[Point localization data]
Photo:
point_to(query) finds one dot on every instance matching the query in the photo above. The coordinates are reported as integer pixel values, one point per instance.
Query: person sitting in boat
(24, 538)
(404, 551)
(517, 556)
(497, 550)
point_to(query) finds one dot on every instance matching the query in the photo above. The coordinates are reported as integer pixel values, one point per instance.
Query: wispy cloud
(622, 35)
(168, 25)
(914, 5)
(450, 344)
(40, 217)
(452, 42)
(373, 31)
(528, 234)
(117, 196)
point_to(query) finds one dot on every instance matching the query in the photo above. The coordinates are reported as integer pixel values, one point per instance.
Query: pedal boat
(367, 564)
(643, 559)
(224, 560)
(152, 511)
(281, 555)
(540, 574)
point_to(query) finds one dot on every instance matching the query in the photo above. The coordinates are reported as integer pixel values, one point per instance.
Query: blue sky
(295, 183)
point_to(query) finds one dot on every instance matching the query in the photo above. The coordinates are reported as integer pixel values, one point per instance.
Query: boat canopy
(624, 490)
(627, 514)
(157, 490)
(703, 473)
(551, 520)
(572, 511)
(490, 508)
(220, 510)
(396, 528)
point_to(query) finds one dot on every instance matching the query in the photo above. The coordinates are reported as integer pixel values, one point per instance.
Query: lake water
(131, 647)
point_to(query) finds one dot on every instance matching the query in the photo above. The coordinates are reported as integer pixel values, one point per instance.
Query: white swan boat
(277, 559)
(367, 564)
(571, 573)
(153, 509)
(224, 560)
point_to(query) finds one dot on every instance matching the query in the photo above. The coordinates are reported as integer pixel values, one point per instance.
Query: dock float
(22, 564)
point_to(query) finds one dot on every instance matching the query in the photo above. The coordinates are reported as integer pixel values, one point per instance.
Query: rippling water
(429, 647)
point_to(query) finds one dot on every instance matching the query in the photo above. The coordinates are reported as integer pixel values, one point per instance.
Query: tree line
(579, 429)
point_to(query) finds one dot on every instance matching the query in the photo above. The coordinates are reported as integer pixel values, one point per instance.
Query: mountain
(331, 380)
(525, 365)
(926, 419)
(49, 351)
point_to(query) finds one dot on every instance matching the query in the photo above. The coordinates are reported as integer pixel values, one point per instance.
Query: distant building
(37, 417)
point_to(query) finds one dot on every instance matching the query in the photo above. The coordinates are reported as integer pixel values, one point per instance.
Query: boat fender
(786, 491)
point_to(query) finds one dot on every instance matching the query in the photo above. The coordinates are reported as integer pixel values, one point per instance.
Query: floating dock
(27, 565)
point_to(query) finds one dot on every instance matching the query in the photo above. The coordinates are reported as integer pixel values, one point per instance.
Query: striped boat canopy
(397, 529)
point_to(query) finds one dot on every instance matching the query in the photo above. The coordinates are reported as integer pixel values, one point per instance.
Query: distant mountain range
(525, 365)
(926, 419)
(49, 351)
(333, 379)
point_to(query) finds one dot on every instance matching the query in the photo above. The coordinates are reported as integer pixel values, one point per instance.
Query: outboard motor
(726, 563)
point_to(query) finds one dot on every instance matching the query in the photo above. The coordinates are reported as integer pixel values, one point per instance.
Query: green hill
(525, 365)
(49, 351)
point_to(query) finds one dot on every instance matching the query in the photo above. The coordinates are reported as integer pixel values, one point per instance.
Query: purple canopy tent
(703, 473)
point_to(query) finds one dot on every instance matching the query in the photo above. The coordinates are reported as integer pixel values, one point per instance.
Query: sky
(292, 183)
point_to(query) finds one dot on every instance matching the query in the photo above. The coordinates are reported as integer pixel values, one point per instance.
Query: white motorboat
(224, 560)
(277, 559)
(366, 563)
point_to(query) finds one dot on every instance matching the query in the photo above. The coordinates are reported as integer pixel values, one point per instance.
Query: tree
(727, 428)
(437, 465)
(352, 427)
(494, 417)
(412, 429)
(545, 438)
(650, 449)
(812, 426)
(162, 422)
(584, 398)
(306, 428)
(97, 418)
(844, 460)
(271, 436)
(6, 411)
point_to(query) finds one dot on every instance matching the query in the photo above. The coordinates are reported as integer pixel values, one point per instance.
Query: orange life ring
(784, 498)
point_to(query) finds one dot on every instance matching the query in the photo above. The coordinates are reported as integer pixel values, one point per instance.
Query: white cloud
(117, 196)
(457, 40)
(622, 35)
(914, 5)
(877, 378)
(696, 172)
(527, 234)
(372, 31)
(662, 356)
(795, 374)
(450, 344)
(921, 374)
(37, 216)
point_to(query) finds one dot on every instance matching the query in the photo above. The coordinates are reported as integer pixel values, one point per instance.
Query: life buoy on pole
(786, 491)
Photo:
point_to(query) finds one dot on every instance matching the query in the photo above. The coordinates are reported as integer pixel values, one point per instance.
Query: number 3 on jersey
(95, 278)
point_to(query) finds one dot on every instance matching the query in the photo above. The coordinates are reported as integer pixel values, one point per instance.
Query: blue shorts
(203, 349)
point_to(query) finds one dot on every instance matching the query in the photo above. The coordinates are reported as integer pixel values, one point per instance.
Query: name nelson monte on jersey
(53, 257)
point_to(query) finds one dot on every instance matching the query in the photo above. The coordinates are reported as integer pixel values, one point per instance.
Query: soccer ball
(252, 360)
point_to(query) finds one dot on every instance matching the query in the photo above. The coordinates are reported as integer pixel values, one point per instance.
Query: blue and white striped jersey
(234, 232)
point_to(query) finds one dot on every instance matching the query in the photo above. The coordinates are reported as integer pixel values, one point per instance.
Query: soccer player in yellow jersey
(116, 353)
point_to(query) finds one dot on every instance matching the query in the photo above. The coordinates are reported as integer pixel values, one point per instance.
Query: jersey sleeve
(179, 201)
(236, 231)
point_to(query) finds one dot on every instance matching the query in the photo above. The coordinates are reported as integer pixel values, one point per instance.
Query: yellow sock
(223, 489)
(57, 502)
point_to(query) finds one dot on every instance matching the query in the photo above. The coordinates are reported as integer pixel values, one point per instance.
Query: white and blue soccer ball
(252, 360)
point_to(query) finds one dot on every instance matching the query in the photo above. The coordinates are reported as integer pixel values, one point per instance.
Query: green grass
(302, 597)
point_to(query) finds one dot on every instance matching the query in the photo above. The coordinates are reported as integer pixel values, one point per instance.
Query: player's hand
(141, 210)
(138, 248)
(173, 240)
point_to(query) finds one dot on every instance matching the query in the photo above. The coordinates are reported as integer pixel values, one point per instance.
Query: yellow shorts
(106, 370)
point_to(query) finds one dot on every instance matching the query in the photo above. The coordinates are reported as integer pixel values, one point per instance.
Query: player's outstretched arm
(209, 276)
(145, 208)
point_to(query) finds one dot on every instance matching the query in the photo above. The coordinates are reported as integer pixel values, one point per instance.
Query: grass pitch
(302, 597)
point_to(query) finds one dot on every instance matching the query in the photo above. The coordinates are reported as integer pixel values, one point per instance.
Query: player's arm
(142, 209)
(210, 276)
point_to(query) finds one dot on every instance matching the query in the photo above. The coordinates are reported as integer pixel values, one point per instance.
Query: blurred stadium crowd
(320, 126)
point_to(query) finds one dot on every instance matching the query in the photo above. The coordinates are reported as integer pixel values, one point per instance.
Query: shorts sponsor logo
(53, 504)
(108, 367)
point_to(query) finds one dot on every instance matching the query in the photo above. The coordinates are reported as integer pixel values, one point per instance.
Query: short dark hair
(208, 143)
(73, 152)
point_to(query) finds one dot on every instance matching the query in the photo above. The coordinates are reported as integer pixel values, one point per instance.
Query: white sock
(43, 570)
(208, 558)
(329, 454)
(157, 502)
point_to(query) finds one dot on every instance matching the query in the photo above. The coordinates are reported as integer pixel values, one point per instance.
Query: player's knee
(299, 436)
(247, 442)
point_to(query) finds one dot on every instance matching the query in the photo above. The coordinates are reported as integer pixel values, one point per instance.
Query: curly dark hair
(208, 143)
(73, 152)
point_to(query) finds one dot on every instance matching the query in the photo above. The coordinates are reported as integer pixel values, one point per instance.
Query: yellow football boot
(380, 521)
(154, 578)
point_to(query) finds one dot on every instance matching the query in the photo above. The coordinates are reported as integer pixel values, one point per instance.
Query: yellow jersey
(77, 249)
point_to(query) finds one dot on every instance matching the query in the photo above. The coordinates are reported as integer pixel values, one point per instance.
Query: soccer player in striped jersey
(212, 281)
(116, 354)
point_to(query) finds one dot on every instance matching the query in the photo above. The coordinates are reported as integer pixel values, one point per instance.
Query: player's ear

TASK DESCRIPTION – Find the line that contains "Query: yellow football boot". Restate it and all lines after it exactly, ending with the final line of the data.

RESULT OF THE EXERCISE –
Query: yellow football boot
(380, 521)
(154, 578)
point_to(query) finds one dot on every instance matching the query in the photo above. The coordinates are reported as integer pixel values, one point per instance.
Query: yellow jersey
(77, 249)
point_to(query) finds one dot on every instance matching the query in the photo above. The coordinates are reported as integer pixel values, one point per instance.
Query: soccer player in striped jersey
(212, 281)
(116, 354)
point_to(query) finds one dot on every instance matching the query in the photo above. The coordinates are reported as integer pixel values, one point per instance.
Query: player's ear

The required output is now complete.